* WORKING DATA:
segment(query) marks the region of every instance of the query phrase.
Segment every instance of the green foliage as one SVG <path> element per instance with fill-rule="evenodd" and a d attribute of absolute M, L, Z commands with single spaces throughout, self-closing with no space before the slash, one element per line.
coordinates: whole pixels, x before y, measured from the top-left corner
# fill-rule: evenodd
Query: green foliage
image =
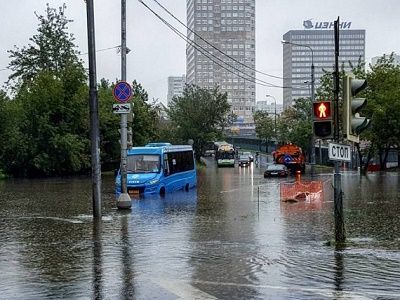
<path fill-rule="evenodd" d="M 15 124 L 11 130 L 15 137 L 2 151 L 7 172 L 60 175 L 90 166 L 87 90 L 83 82 L 73 88 L 68 80 L 83 78 L 81 73 L 66 73 L 63 79 L 51 72 L 38 73 L 30 88 L 21 88 L 12 101 L 9 109 L 14 115 L 9 118 Z"/>
<path fill-rule="evenodd" d="M 58 76 L 65 68 L 75 66 L 83 73 L 82 62 L 78 59 L 78 51 L 74 50 L 74 37 L 67 32 L 68 23 L 65 16 L 66 5 L 58 11 L 47 4 L 46 15 L 37 15 L 38 33 L 30 38 L 32 44 L 9 50 L 13 71 L 9 82 L 18 85 L 28 84 L 41 71 L 49 71 Z"/>
<path fill-rule="evenodd" d="M 230 105 L 226 93 L 219 88 L 201 88 L 189 85 L 181 97 L 174 97 L 168 116 L 174 126 L 174 135 L 182 143 L 194 141 L 196 158 L 200 159 L 207 141 L 222 137 L 229 124 Z"/>
<path fill-rule="evenodd" d="M 10 51 L 15 97 L 1 98 L 1 168 L 15 176 L 88 170 L 86 74 L 74 51 L 65 6 L 47 6 L 34 45 Z"/>
<path fill-rule="evenodd" d="M 253 119 L 257 136 L 266 141 L 271 141 L 275 137 L 275 120 L 267 112 L 263 111 L 256 111 Z"/>
<path fill-rule="evenodd" d="M 89 105 L 85 69 L 77 57 L 65 5 L 47 6 L 37 16 L 32 45 L 9 51 L 9 99 L 0 91 L 0 169 L 14 176 L 53 176 L 90 170 Z M 120 115 L 113 114 L 113 85 L 99 85 L 101 161 L 118 162 Z M 133 82 L 133 141 L 143 145 L 158 137 L 159 107 Z"/>
<path fill-rule="evenodd" d="M 393 53 L 383 55 L 376 65 L 370 65 L 370 70 L 365 71 L 364 63 L 359 60 L 357 65 L 351 65 L 352 73 L 356 78 L 366 79 L 367 89 L 358 97 L 367 98 L 367 106 L 361 111 L 361 115 L 371 119 L 371 126 L 361 134 L 361 140 L 370 141 L 366 153 L 373 157 L 379 154 L 381 166 L 385 165 L 387 151 L 400 144 L 400 66 L 395 66 Z M 342 67 L 340 76 L 345 72 Z M 341 83 L 342 80 L 340 80 Z M 325 73 L 321 79 L 317 97 L 333 99 L 332 74 Z M 341 112 L 340 112 L 341 114 Z M 341 118 L 340 118 L 341 119 Z"/>
<path fill-rule="evenodd" d="M 121 116 L 112 112 L 116 103 L 113 96 L 115 84 L 101 79 L 99 85 L 100 143 L 101 161 L 105 168 L 115 165 L 120 160 L 121 145 L 119 143 Z M 160 107 L 148 103 L 148 94 L 142 85 L 133 81 L 133 97 L 131 99 L 133 118 L 128 117 L 128 127 L 132 128 L 133 146 L 143 146 L 159 139 Z"/>
<path fill-rule="evenodd" d="M 149 96 L 142 85 L 136 80 L 132 83 L 133 92 L 133 122 L 132 140 L 134 146 L 142 146 L 158 140 L 157 125 L 159 122 L 159 107 L 148 103 Z"/>
<path fill-rule="evenodd" d="M 112 105 L 115 102 L 113 97 L 113 87 L 106 79 L 100 80 L 98 87 L 99 101 L 99 129 L 100 129 L 100 160 L 108 170 L 115 168 L 121 156 L 121 145 L 119 144 L 121 128 L 121 116 L 112 112 Z"/>
<path fill-rule="evenodd" d="M 400 66 L 394 65 L 393 54 L 384 55 L 371 66 L 366 77 L 368 104 L 362 113 L 371 119 L 372 125 L 364 136 L 383 155 L 400 144 Z"/>
<path fill-rule="evenodd" d="M 293 143 L 304 151 L 311 149 L 311 100 L 296 99 L 293 107 L 286 109 L 277 123 L 278 142 L 280 144 Z"/>

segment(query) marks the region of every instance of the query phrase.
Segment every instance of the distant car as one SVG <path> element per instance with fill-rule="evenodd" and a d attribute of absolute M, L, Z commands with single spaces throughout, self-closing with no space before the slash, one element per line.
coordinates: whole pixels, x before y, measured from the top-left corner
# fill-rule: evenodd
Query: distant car
<path fill-rule="evenodd" d="M 251 154 L 251 152 L 243 152 L 242 155 L 247 155 L 250 161 L 254 160 L 253 154 Z"/>
<path fill-rule="evenodd" d="M 285 165 L 271 164 L 267 166 L 264 172 L 264 178 L 266 177 L 287 177 L 289 170 Z"/>
<path fill-rule="evenodd" d="M 239 156 L 239 167 L 247 167 L 249 165 L 250 165 L 249 156 L 241 154 Z"/>
<path fill-rule="evenodd" d="M 204 151 L 204 156 L 213 156 L 215 154 L 214 150 L 208 149 Z"/>

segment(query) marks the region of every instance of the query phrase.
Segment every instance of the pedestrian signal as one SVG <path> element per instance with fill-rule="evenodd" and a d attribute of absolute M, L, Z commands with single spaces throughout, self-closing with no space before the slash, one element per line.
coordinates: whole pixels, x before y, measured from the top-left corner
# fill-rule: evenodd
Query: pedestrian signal
<path fill-rule="evenodd" d="M 313 132 L 319 139 L 330 139 L 333 136 L 332 102 L 318 101 L 313 103 Z"/>

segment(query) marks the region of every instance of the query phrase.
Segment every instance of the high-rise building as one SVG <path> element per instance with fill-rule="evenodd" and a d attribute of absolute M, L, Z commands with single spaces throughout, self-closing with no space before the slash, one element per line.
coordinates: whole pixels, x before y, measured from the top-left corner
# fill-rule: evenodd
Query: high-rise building
<path fill-rule="evenodd" d="M 186 84 L 186 75 L 168 77 L 167 105 L 174 96 L 182 96 Z"/>
<path fill-rule="evenodd" d="M 255 0 L 187 0 L 188 84 L 227 92 L 238 123 L 255 109 Z M 225 54 L 225 55 L 224 55 Z M 247 67 L 246 67 L 247 66 Z"/>
<path fill-rule="evenodd" d="M 333 22 L 303 22 L 306 29 L 290 30 L 283 35 L 283 108 L 297 98 L 311 96 L 311 63 L 314 62 L 315 91 L 324 70 L 333 72 L 335 40 Z M 350 29 L 351 22 L 339 23 L 339 66 L 350 71 L 349 61 L 357 66 L 365 61 L 365 30 Z M 297 44 L 297 45 L 296 45 Z"/>
<path fill-rule="evenodd" d="M 283 105 L 279 103 L 270 103 L 267 100 L 260 100 L 256 103 L 256 110 L 267 112 L 270 115 L 280 115 L 283 111 Z"/>

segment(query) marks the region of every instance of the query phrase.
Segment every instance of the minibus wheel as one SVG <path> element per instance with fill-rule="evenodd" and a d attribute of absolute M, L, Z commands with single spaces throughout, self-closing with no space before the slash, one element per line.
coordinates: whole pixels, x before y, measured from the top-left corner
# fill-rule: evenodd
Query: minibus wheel
<path fill-rule="evenodd" d="M 160 196 L 164 197 L 165 196 L 165 187 L 162 187 L 160 189 Z"/>

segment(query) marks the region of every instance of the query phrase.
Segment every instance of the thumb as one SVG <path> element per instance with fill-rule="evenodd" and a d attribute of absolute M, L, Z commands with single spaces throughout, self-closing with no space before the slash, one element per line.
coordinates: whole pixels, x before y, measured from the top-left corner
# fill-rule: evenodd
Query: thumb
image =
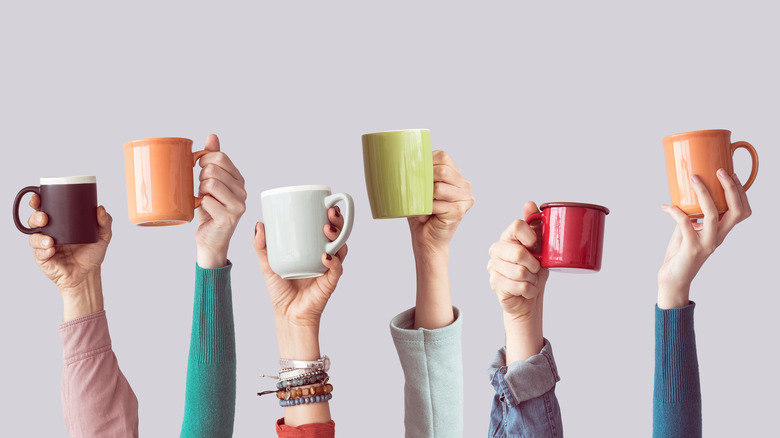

* TASK ITEM:
Copy out, from the data above, each line where the string "thumb" is present.

* SOLUTION TO THIS PROBLEM:
Segment every instance of the thumb as one SVG <path> element per instance with fill-rule="evenodd" and a d attribute of absolute M, L, Z commands with single spaces throughout, self-closing with no space before the slash, one element per line.
Query: thumb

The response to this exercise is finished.